● **Excerpt to read**
Blue Labour is a British campaign group and political faction that seeks to promote blue-collar and culturally conservative values within the British Labour Party — particularly on immigration, crime, community spirit, and the European Union — while remaining committed to labour rights and left-wing economic policies. It seeks to represent a traditional working-class approach to Labour politics. Launched in 2009 as a counter to New Labour, the Blue Labour movement first rose to prominence after Labour's defeat in the 2010 general election, in which for the first time the party received fewer working-class votes than it did middle-class votes. The movement has influenced a handful of Labour MPs and frontbenchers; founder Maurice Glasman served as a close ally to Ed Miliband during his early years as Leader of the Opposition, before himself becoming a life peer in the House of Lords. The movement has also seen a resurgence of interest after the loss of red wall seats in the 2019 general election.

Blue Labour argues that the party lost touch with its base by embracing anti-patriotism in the face of Brexit and by undermining solidarity in local communities through bureaucratic collectivism, social agendas, and neoliberal economics. It argues that whilst postwar Old Labour had become too uncritical of state power, New Labour far worsened this with an uncritical view of global markets as well. The group further advocates a switch to local and democratic community management and provision of services, rather than relying on a top-down welfare state which it sees as excessively bureaucratic. Economically it is described as a "movement keen on guild socialism and continental corporatism". The Blue Labour position has been articulated in books such as Tangled Up in Blue (2011) of Rowenna Davis, Blue Labour: Forging a New Politics (2015) of Ian Geary and Adrian Pabst and Blue Labour: The Politics of the Common Good (2022) of Glasman himself. Additional elucidations on Blue Labour's ideas can be found in The Purple Book (2011) of Robert Philpot and Despised: Why the Modern Left Loathes the Working Class (2020) of Paul Embery.

Background 

The London Metropolitan University academic Maurice Glasman launched Blue Labour in April 2009 at a meeting in Conway Hall, Bloomsbury. In that meeting, he called for a "new politics of reciprocity, mutuality and solidarity" as an alternative to the post-1945 centralising approach of the Labour Party. The movement grew through a series of seminars held in University College, Oxford, and at London Metropolitan University in the aftermath of Labour's defeat in the 2010 general election.

A description of the movement is given by political analyst Bob Jessop, stating briefly that:

It has been suggested that the name Blue Labour came from a reaction to a comparable trend in the Conservative Party called Red Tory, but it was also chosen to suggest a hint of sadness, nostalgia and loss. The philosophical basis of Blue Labour is a combination of Aristotelianism (especially the concept of virtue) with the critique of market society developed by the Hungarian economist Karl Polanyi.

● **Rows**
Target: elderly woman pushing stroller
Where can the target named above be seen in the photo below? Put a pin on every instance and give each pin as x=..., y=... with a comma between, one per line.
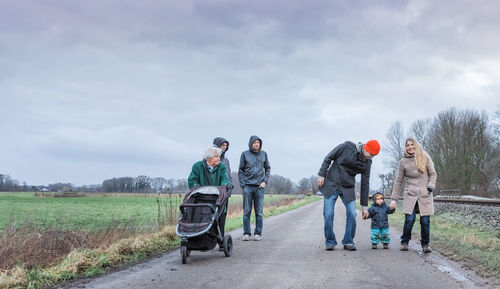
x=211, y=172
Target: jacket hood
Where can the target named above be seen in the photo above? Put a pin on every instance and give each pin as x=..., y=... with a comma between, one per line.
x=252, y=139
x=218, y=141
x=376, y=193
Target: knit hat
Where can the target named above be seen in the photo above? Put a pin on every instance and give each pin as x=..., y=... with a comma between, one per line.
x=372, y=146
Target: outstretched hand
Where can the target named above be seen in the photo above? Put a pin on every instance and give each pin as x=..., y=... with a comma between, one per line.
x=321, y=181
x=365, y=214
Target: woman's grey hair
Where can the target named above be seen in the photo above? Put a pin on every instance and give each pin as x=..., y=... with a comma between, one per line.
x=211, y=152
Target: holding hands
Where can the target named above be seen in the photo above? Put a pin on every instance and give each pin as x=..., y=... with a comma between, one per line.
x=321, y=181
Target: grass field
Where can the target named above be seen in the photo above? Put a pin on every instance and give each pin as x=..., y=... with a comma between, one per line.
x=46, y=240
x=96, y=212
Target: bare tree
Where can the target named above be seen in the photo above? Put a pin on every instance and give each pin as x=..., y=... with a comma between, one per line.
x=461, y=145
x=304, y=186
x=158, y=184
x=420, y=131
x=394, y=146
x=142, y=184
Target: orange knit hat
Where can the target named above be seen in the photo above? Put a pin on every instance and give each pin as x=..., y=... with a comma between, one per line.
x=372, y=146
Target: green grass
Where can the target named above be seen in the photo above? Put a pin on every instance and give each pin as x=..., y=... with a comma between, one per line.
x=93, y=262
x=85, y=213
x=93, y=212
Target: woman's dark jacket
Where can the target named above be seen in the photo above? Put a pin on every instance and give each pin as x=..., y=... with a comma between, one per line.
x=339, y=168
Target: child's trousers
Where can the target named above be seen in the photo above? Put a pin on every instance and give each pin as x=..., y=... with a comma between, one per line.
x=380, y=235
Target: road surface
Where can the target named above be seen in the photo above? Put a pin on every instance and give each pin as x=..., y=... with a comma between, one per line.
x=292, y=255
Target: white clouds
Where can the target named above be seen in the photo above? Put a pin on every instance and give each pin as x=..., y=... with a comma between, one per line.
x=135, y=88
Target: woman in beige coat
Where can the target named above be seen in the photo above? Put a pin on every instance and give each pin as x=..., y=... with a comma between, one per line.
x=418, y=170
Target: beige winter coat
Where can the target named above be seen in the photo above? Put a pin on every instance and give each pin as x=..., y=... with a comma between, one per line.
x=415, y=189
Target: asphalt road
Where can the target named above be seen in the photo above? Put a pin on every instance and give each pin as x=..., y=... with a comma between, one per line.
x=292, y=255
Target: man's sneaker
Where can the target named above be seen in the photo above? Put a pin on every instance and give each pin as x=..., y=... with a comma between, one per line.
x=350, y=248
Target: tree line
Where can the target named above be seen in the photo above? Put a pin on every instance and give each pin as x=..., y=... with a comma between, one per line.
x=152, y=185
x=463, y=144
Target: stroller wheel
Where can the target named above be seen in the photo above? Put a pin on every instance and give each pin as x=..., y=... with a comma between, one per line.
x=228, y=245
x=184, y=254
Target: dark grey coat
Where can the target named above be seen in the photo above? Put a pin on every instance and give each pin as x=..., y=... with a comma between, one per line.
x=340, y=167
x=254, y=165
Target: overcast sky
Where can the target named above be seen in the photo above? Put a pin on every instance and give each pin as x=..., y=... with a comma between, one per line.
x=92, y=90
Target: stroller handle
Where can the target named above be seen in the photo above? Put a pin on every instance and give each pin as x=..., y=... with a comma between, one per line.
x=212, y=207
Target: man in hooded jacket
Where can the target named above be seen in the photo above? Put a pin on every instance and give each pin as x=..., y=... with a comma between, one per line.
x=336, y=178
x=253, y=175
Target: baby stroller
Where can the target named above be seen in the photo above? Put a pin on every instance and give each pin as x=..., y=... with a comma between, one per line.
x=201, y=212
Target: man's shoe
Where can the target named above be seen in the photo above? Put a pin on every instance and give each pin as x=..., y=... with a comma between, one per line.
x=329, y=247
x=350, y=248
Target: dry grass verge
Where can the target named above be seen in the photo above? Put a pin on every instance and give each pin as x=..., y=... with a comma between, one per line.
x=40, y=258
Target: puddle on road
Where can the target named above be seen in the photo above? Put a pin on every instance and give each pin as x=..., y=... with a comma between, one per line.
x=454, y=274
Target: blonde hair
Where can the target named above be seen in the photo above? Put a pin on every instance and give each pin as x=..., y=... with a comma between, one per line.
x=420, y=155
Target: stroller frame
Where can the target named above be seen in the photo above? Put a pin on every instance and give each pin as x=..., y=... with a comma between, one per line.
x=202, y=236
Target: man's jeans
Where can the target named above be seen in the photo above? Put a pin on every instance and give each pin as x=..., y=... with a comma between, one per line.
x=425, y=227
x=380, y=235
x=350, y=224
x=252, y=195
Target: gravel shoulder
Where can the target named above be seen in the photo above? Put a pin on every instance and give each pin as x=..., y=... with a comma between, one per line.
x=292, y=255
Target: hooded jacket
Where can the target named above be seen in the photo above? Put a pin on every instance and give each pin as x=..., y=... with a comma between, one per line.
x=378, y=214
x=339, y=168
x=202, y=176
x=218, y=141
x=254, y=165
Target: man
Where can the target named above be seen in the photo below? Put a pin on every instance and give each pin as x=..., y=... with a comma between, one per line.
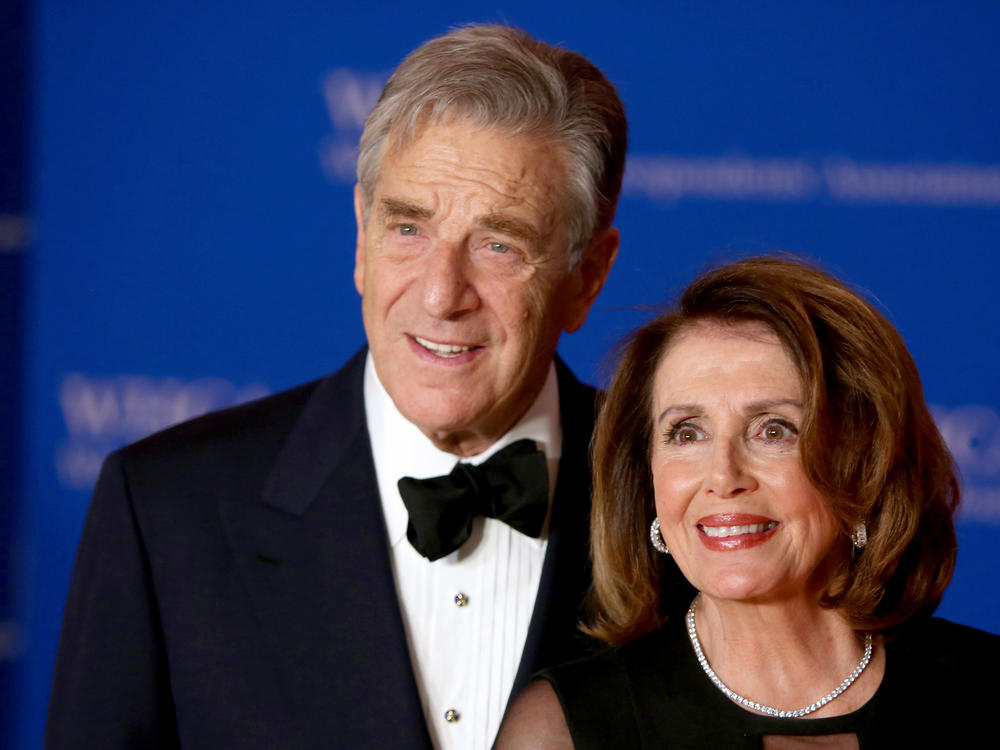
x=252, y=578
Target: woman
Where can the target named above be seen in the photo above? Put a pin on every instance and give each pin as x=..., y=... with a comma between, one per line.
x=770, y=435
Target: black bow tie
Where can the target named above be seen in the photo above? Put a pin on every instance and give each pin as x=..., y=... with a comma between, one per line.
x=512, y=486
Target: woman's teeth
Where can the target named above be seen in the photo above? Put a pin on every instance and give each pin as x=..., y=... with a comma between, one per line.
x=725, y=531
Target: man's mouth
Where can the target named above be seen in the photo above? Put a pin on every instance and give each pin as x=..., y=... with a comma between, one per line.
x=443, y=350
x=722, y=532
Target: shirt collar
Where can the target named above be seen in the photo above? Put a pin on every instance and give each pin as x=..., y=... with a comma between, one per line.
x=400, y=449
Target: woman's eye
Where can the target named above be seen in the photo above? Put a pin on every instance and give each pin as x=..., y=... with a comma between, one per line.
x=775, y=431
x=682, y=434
* * *
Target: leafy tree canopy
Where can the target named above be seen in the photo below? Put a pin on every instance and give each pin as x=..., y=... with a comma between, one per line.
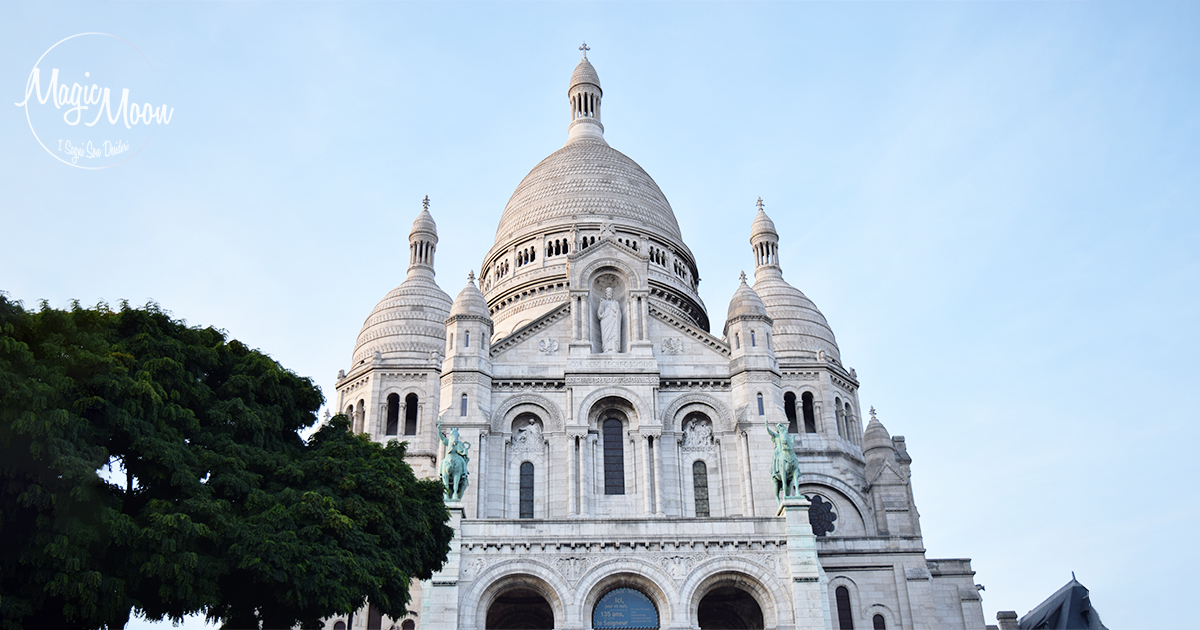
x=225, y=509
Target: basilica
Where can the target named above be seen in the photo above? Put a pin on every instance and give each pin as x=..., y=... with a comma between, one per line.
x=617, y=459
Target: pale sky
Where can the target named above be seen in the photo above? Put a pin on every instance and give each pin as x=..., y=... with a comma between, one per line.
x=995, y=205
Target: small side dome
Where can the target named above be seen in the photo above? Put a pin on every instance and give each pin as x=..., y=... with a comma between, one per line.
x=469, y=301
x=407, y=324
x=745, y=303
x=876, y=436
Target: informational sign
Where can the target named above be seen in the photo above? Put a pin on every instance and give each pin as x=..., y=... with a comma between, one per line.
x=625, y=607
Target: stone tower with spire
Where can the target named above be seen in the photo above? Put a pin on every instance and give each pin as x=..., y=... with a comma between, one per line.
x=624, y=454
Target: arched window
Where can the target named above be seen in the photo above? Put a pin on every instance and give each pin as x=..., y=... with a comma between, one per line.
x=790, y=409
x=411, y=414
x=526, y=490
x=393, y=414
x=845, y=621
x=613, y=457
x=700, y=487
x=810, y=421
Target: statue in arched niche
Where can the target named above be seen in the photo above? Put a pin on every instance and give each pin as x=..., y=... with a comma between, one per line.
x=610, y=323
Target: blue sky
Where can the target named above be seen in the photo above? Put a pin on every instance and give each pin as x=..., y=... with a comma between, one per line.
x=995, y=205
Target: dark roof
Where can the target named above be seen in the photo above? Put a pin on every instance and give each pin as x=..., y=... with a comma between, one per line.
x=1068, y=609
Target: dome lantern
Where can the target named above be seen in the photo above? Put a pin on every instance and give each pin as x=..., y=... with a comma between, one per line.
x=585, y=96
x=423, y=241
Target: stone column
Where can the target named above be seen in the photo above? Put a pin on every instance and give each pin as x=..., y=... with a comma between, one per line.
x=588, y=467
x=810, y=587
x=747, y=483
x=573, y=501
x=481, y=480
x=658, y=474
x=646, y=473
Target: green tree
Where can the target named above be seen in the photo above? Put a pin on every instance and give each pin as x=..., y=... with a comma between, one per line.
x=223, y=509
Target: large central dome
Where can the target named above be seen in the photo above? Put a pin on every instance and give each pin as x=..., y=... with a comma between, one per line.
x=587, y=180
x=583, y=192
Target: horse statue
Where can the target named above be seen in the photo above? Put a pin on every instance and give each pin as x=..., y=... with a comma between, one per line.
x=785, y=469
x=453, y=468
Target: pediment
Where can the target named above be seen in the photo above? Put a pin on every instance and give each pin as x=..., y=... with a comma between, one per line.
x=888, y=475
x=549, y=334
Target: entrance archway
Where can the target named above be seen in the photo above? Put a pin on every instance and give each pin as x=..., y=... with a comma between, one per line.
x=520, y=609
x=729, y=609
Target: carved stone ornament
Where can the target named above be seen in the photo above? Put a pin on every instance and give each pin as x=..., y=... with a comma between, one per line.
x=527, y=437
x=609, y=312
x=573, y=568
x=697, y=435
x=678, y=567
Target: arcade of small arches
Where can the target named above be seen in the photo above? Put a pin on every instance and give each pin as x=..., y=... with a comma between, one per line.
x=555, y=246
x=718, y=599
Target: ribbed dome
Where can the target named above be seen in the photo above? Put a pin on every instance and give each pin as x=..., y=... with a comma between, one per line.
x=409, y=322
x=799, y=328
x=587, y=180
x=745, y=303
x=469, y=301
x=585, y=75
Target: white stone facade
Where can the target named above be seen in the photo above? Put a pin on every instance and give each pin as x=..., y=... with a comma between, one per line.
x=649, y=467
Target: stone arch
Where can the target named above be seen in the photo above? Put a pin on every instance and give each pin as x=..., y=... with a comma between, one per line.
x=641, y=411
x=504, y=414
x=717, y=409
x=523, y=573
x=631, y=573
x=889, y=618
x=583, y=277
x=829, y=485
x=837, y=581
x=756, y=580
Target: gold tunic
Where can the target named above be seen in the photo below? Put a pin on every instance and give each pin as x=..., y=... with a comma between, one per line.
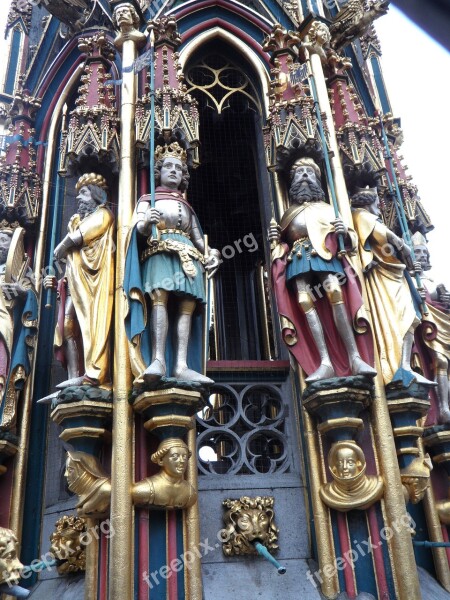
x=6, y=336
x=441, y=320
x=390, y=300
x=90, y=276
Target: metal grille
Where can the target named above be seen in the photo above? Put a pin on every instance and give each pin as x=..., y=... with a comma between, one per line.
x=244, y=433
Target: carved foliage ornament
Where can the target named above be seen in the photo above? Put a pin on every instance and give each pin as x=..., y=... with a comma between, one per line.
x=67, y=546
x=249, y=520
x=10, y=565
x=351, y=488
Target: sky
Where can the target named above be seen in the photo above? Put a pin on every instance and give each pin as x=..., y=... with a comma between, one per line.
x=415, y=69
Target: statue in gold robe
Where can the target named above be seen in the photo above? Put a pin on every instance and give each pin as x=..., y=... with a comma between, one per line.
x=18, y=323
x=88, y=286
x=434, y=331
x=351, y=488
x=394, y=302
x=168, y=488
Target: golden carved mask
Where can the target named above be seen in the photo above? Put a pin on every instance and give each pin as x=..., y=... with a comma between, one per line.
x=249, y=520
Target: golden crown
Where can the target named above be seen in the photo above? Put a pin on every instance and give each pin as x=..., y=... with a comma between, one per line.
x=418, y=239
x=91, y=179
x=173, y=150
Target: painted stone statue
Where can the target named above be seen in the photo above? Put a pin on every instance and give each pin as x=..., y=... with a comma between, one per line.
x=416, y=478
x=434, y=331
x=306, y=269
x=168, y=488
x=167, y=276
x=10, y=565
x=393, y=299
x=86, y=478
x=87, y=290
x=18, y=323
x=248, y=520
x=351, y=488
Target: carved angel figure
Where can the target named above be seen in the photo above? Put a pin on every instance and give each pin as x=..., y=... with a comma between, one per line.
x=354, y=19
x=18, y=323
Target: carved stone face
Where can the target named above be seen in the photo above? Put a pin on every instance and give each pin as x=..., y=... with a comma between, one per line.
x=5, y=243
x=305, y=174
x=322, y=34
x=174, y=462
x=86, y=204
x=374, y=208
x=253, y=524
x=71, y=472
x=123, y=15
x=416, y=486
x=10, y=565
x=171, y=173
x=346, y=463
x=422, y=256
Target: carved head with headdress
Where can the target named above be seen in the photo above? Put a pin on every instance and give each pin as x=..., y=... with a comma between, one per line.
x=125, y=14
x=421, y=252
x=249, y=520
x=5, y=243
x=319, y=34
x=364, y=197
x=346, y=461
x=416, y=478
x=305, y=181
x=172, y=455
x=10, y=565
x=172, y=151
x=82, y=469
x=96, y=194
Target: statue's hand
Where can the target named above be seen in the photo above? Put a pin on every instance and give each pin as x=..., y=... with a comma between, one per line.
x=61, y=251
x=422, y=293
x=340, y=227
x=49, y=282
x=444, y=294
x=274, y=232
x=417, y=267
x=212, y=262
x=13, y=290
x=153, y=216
...
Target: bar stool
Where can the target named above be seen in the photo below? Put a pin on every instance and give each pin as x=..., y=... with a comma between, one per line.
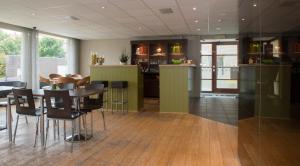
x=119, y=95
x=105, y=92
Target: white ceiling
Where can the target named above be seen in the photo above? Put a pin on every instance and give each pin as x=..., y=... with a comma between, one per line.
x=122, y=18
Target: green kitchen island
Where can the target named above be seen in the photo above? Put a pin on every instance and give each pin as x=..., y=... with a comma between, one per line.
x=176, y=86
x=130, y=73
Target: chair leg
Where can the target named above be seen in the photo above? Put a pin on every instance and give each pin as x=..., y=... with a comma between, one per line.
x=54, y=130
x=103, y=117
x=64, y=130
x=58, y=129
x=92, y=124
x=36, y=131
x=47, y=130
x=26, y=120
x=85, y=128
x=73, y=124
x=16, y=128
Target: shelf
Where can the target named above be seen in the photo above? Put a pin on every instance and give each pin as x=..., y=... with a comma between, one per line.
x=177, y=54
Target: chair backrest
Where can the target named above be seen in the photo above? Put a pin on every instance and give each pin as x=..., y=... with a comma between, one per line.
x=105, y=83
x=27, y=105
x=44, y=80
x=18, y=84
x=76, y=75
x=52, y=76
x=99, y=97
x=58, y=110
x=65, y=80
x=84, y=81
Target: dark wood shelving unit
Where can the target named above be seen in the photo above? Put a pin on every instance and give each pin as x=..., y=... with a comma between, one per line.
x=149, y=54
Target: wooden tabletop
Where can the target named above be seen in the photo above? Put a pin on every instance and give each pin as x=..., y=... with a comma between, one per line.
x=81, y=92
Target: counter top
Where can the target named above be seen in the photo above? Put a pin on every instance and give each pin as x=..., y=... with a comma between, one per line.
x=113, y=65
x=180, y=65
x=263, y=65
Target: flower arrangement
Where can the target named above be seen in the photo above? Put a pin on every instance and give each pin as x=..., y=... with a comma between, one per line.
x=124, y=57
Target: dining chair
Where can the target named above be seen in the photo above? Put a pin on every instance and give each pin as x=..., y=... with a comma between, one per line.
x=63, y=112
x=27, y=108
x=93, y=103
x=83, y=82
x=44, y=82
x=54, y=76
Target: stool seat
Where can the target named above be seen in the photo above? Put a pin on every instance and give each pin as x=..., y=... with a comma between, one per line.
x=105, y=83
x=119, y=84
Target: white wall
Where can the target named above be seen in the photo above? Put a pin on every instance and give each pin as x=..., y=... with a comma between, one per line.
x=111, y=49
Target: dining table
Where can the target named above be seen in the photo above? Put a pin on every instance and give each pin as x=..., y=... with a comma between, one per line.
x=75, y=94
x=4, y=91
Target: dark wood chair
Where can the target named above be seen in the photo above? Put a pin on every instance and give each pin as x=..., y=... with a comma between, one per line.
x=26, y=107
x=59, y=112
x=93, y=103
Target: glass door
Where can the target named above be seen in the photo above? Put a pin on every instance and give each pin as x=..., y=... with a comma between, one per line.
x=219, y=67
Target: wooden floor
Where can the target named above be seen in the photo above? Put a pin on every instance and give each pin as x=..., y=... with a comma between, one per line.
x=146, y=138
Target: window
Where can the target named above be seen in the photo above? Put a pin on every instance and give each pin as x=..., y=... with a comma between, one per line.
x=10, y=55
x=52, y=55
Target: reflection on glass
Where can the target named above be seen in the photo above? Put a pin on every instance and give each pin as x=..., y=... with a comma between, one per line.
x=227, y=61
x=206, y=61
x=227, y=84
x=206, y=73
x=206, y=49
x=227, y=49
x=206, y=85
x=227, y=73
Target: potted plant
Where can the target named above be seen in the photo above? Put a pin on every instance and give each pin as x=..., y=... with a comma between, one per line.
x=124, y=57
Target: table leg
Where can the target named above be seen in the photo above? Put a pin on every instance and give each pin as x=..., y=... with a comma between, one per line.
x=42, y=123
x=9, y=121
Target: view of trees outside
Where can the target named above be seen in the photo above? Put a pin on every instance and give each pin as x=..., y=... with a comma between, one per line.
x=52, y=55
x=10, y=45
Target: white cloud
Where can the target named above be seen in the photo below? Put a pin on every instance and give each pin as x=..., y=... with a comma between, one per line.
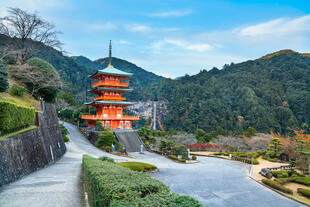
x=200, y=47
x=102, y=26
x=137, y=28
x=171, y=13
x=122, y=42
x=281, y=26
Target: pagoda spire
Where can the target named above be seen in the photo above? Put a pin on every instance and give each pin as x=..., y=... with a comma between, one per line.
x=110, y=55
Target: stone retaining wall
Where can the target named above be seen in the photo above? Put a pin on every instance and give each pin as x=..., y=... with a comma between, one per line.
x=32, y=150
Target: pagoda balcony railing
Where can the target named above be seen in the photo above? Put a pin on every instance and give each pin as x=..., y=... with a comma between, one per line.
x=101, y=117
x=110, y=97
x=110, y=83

● **Prompt 1**
Decide whether each statement agrees with the Blue Labour text. For each, answer yes or no and quote the deciding words: (a) Blue Labour was launched at a meeting in Conway Hall, Bloomsbury. (b) Maurice Glasman went on to sit in the House of Commons. (c) The group favors relying on a top-down welfare state.
● **Prompt 2**
Copy word for word the part of the Blue Labour text between "It has been" and "economist Karl Polanyi.", inclusive.
The listing is separate material, unrelated to the Blue Labour text.

● **Full output 1**
(a) Yes: "launched Blue Labour in April 2009 at a meeting in Conway Hall, Bloomsbury"
(b) No: "before himself becoming a life peer in the House of Lords"
(c) No: "rather than relying on a top-down welfare state which it sees as excessively bureaucratic"

● **Full output 2**
It has been suggested that the name Blue Labour came from a reaction to a comparable trend in the Conservative Party called Red Tory, but it was also chosen to suggest a hint of sadness, nostalgia and loss. The philosophical basis of Blue Labour is a combination of Aristotelianism (especially the concept of virtue) with the critique of market society developed by the Hungarian economist Karl Polanyi.